WORK INSTRUCTION:
Using the data below, print exactly the line with "sample | <point>519,323</point>", the line with "sample | <point>161,70</point>", and every line between them, but none of the pictures.

RAW DATA Start Marker

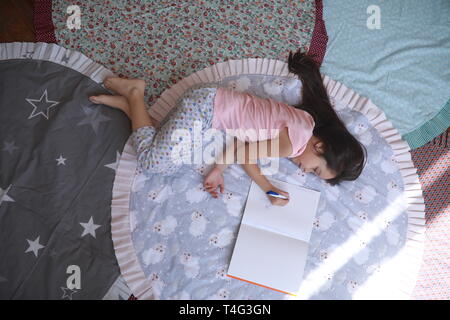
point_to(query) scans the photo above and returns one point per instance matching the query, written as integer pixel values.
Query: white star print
(68, 293)
(9, 146)
(89, 227)
(115, 164)
(4, 195)
(61, 160)
(34, 246)
(41, 109)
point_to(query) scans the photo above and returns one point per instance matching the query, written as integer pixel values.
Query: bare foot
(124, 86)
(117, 102)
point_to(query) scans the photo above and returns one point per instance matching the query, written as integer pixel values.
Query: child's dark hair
(344, 154)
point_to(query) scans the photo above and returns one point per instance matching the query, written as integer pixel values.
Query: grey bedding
(57, 166)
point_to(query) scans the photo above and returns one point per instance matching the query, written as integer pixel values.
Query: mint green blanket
(396, 53)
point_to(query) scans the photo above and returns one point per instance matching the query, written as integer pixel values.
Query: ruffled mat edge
(413, 249)
(120, 215)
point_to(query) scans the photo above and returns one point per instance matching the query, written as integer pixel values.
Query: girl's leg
(152, 151)
(118, 102)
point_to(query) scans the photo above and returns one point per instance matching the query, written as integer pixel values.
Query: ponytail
(344, 154)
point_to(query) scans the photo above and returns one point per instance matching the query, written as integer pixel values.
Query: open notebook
(272, 243)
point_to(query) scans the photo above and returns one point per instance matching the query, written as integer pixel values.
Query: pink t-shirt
(240, 110)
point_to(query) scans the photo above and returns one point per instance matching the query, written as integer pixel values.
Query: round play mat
(173, 241)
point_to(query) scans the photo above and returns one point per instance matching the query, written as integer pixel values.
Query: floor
(16, 21)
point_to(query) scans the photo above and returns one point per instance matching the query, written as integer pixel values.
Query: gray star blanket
(58, 159)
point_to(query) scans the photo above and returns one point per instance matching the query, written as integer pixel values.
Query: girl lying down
(310, 134)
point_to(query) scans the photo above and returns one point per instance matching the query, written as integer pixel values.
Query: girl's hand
(278, 201)
(213, 180)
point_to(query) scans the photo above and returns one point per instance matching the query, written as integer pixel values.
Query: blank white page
(294, 219)
(268, 259)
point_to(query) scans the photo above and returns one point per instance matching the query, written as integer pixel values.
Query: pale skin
(130, 100)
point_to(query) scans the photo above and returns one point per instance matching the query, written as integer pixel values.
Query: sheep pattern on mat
(184, 238)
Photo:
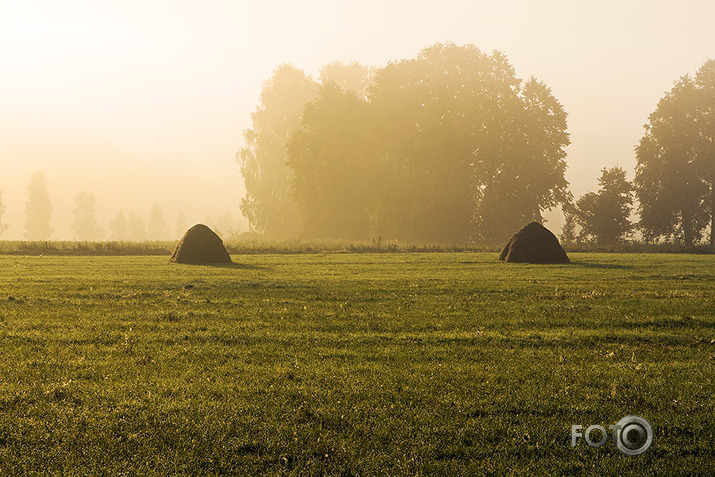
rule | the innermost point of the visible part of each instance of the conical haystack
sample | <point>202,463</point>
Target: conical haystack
<point>200,245</point>
<point>534,244</point>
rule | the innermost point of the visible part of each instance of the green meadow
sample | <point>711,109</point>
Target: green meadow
<point>352,364</point>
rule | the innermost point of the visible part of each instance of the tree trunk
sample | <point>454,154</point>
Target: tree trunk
<point>687,230</point>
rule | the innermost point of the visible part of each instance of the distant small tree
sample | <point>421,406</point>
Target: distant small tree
<point>604,216</point>
<point>119,227</point>
<point>3,226</point>
<point>136,226</point>
<point>85,223</point>
<point>38,208</point>
<point>157,224</point>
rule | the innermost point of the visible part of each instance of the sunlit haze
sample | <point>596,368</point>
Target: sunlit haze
<point>143,103</point>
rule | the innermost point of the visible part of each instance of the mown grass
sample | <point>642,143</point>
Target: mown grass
<point>353,364</point>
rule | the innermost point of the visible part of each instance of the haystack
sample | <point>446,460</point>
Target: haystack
<point>200,245</point>
<point>534,244</point>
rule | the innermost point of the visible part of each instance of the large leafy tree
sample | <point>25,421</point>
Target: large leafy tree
<point>38,208</point>
<point>675,173</point>
<point>335,181</point>
<point>604,215</point>
<point>269,204</point>
<point>451,145</point>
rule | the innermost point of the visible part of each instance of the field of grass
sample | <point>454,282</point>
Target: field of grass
<point>354,364</point>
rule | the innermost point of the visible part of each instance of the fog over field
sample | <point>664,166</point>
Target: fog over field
<point>143,103</point>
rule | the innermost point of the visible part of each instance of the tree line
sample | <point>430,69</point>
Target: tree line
<point>451,147</point>
<point>85,225</point>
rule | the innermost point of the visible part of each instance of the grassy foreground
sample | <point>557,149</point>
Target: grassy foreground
<point>354,364</point>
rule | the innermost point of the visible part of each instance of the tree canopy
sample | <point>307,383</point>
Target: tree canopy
<point>604,215</point>
<point>675,173</point>
<point>446,147</point>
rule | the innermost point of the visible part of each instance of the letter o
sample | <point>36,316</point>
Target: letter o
<point>587,435</point>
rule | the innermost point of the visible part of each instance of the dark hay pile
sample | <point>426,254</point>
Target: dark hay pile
<point>534,244</point>
<point>200,245</point>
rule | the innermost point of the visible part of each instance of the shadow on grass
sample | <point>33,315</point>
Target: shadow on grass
<point>230,266</point>
<point>611,266</point>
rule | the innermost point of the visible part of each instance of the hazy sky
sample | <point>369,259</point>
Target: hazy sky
<point>144,102</point>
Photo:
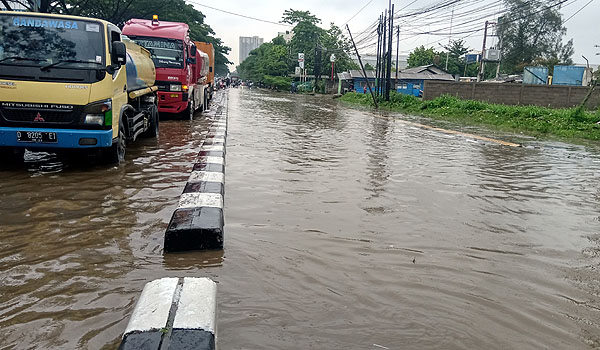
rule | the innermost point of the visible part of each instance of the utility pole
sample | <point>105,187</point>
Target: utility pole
<point>388,84</point>
<point>499,49</point>
<point>383,56</point>
<point>397,50</point>
<point>482,60</point>
<point>362,67</point>
<point>378,61</point>
<point>449,39</point>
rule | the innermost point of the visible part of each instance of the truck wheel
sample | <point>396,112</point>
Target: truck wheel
<point>116,153</point>
<point>153,123</point>
<point>189,112</point>
<point>10,155</point>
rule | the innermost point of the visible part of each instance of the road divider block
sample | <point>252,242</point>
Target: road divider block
<point>198,221</point>
<point>174,314</point>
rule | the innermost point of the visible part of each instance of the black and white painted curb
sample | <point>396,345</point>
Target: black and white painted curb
<point>174,314</point>
<point>197,223</point>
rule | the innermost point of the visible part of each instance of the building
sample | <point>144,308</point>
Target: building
<point>372,60</point>
<point>410,81</point>
<point>287,35</point>
<point>247,44</point>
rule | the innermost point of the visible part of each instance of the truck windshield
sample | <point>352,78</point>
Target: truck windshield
<point>42,41</point>
<point>166,53</point>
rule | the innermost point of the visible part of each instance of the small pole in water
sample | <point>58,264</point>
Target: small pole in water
<point>362,67</point>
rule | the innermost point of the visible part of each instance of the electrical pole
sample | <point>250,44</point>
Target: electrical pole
<point>482,60</point>
<point>383,56</point>
<point>500,58</point>
<point>388,84</point>
<point>378,61</point>
<point>397,50</point>
<point>449,39</point>
<point>362,67</point>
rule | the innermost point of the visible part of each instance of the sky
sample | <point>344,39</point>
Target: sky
<point>584,27</point>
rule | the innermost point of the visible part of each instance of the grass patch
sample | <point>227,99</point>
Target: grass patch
<point>571,123</point>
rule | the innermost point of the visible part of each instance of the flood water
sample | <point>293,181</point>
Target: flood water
<point>345,229</point>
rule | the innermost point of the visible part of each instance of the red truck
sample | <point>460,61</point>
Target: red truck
<point>178,64</point>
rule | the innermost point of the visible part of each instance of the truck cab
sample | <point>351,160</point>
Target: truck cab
<point>63,85</point>
<point>174,56</point>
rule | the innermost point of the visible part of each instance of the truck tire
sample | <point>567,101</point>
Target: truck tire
<point>116,153</point>
<point>189,112</point>
<point>11,155</point>
<point>153,123</point>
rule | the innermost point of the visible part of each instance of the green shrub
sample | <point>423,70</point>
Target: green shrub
<point>277,83</point>
<point>565,122</point>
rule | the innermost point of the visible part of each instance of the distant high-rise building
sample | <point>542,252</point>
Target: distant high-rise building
<point>247,44</point>
<point>287,35</point>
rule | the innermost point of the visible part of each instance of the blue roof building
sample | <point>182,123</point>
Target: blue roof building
<point>410,81</point>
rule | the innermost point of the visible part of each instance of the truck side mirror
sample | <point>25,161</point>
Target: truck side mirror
<point>119,53</point>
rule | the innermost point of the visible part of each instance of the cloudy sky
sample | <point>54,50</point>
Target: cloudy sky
<point>584,27</point>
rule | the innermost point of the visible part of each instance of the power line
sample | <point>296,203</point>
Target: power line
<point>239,15</point>
<point>359,11</point>
<point>576,12</point>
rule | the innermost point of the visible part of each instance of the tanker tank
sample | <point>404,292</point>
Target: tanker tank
<point>141,72</point>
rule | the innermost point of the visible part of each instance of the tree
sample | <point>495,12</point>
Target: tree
<point>421,57</point>
<point>294,17</point>
<point>268,60</point>
<point>532,30</point>
<point>278,58</point>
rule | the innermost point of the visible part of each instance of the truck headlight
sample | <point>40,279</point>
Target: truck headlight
<point>94,119</point>
<point>98,113</point>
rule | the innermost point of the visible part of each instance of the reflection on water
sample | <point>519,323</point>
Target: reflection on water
<point>344,230</point>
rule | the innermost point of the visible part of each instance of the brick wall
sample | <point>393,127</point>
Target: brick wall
<point>513,94</point>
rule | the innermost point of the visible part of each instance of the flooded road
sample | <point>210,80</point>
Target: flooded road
<point>345,229</point>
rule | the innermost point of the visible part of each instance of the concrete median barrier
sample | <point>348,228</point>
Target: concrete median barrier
<point>174,314</point>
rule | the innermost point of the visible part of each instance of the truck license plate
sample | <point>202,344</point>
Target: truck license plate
<point>36,136</point>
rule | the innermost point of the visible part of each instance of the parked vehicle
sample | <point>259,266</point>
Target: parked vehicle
<point>209,49</point>
<point>70,82</point>
<point>175,58</point>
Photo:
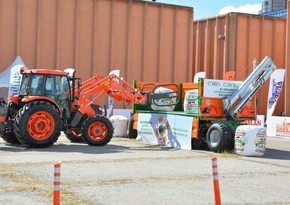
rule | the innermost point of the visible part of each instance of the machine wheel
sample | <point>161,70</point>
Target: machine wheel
<point>132,133</point>
<point>97,130</point>
<point>196,143</point>
<point>37,124</point>
<point>9,138</point>
<point>73,135</point>
<point>219,137</point>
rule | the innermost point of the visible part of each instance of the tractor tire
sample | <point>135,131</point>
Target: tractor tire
<point>219,137</point>
<point>196,143</point>
<point>97,130</point>
<point>132,133</point>
<point>37,125</point>
<point>73,137</point>
<point>9,138</point>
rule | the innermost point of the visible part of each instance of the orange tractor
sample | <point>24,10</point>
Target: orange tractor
<point>51,101</point>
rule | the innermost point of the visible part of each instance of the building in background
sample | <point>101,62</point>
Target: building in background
<point>275,8</point>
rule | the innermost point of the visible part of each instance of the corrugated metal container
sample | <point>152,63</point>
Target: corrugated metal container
<point>145,40</point>
<point>233,42</point>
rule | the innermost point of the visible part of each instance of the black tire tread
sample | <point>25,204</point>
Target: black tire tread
<point>21,120</point>
<point>88,122</point>
<point>226,137</point>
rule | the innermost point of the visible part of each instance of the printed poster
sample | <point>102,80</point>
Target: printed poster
<point>165,130</point>
<point>275,88</point>
<point>220,88</point>
<point>278,127</point>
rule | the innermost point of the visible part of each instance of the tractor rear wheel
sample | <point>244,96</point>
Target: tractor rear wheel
<point>219,137</point>
<point>37,124</point>
<point>73,135</point>
<point>97,130</point>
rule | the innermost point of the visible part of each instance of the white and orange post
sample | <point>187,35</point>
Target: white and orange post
<point>217,196</point>
<point>56,184</point>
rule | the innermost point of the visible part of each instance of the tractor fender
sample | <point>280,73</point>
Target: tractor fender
<point>28,99</point>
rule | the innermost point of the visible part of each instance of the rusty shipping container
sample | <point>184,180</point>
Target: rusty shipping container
<point>233,42</point>
<point>144,40</point>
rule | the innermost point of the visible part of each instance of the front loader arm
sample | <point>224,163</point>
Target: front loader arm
<point>112,86</point>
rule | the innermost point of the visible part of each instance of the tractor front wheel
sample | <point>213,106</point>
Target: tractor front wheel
<point>37,124</point>
<point>97,130</point>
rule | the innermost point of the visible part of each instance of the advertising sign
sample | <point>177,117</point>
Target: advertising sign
<point>165,130</point>
<point>278,126</point>
<point>220,88</point>
<point>275,88</point>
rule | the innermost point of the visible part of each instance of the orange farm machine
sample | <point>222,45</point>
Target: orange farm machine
<point>221,107</point>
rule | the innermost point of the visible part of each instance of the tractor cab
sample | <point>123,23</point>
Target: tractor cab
<point>53,84</point>
<point>49,85</point>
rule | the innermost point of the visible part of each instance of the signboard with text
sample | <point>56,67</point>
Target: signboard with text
<point>278,126</point>
<point>220,88</point>
<point>165,130</point>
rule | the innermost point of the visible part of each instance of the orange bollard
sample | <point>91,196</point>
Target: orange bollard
<point>217,196</point>
<point>56,184</point>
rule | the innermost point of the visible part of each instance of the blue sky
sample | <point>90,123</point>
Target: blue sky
<point>210,8</point>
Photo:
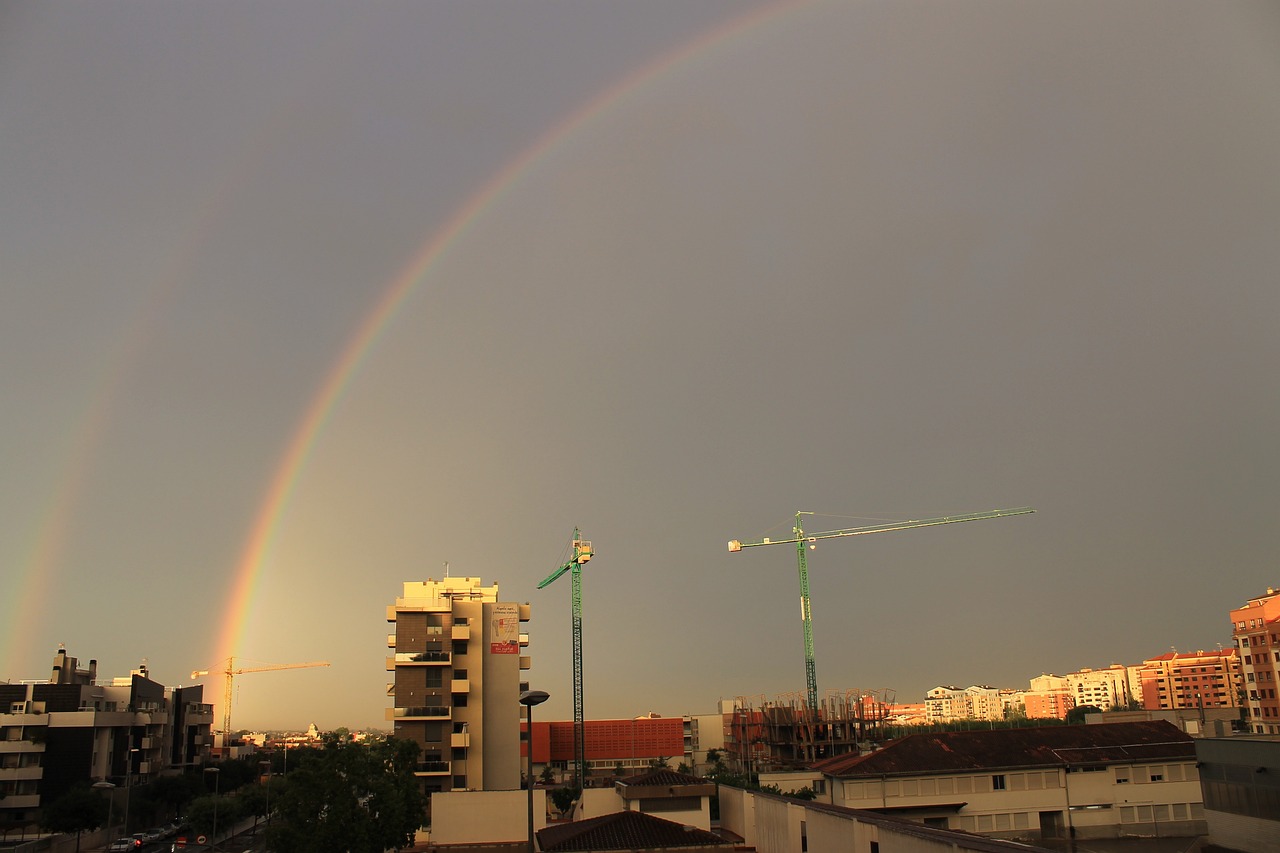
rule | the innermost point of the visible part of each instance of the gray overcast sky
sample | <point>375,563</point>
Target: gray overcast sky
<point>709,264</point>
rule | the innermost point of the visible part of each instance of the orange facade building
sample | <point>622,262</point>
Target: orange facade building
<point>1191,680</point>
<point>1256,630</point>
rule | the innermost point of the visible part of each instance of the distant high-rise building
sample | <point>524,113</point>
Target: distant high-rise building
<point>1256,630</point>
<point>457,680</point>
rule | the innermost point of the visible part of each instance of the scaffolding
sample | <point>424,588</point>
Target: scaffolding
<point>789,734</point>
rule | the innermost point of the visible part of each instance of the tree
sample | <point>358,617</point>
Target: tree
<point>350,798</point>
<point>78,810</point>
<point>1075,716</point>
<point>563,798</point>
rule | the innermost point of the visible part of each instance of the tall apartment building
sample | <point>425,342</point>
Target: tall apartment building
<point>71,730</point>
<point>1256,630</point>
<point>1048,698</point>
<point>1191,680</point>
<point>977,702</point>
<point>457,680</point>
<point>1106,689</point>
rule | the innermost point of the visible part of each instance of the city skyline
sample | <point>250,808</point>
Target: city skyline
<point>302,304</point>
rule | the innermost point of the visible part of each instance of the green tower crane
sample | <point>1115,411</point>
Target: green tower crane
<point>800,538</point>
<point>581,553</point>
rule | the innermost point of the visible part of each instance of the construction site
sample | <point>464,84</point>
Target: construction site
<point>789,734</point>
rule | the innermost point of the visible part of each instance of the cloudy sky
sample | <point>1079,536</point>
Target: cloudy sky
<point>301,301</point>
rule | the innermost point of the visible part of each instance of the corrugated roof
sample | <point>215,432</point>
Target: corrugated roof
<point>662,776</point>
<point>625,831</point>
<point>1009,748</point>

RAW DATA End Marker

WRITTEN ANSWER:
sample | <point>519,323</point>
Target: reflection on water
<point>344,230</point>
rule | the innermost point of the visible part of each instance of the brick wall
sample | <point>393,127</point>
Target: brick wall
<point>513,94</point>
rule | the innermost point of the visible part of each instance of the flooded road
sample | <point>210,80</point>
Target: flooded road
<point>345,229</point>
rule | the innermost point of the visible part of each instance of the concrete median barrier
sample | <point>348,228</point>
Target: concrete median barrier
<point>174,314</point>
rule | the innermost point of the visible part of each instance of the truck license plate
sample | <point>202,344</point>
Target: truck license plate
<point>36,136</point>
rule | the innermost point of the visible part of each instance of the parked vehicle
sample | <point>259,266</point>
Target: parked vehicle
<point>209,49</point>
<point>70,82</point>
<point>175,58</point>
Photo:
rule | the innermost point of the visible part of each instance of the machine wheel
sample | <point>161,70</point>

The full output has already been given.